### YOUR OBJECTIVE
Your answer should consist of the lines holding "cabinet", copied from the material below.

★ ★ ★

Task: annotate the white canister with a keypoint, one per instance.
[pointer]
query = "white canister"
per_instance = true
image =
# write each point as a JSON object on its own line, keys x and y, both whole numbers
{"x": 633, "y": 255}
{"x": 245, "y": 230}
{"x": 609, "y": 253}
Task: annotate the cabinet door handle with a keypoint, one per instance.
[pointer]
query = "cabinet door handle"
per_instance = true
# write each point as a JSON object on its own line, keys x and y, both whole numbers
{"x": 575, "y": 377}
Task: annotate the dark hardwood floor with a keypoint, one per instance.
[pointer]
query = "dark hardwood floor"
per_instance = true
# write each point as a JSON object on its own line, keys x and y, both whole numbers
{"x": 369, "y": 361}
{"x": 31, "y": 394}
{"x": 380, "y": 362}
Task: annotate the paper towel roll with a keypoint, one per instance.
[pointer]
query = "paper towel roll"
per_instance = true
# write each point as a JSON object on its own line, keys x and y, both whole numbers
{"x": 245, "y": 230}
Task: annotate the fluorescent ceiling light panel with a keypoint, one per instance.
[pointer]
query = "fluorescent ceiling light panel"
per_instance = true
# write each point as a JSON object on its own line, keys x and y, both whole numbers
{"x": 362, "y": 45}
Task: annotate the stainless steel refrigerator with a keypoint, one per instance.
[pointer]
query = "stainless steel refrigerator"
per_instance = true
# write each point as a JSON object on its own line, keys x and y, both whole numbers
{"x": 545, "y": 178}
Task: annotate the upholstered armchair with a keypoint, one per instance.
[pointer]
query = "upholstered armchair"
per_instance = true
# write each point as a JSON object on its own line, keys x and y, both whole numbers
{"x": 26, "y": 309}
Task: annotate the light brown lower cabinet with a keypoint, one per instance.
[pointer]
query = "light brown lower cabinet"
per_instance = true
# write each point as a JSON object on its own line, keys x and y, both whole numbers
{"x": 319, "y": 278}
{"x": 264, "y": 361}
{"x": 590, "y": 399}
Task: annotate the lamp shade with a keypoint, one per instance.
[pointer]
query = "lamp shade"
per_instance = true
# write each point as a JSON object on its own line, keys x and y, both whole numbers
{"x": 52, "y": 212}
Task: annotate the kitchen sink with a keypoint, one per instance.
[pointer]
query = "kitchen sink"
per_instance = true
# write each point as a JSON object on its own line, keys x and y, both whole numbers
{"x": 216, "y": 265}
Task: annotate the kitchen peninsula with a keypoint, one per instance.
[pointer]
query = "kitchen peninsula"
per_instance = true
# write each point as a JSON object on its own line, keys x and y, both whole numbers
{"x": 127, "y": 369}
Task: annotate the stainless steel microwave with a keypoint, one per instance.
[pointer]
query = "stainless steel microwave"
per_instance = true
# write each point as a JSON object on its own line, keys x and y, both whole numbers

★ ★ ★

### ANSWER BELOW
Task: annotate the cabinet door handle with a keypoint, one per instance.
query = "cabinet door handle"
Task: annotate the light brown lower cabinet with a keypoint, one per instance.
query = "light brown lower cabinet"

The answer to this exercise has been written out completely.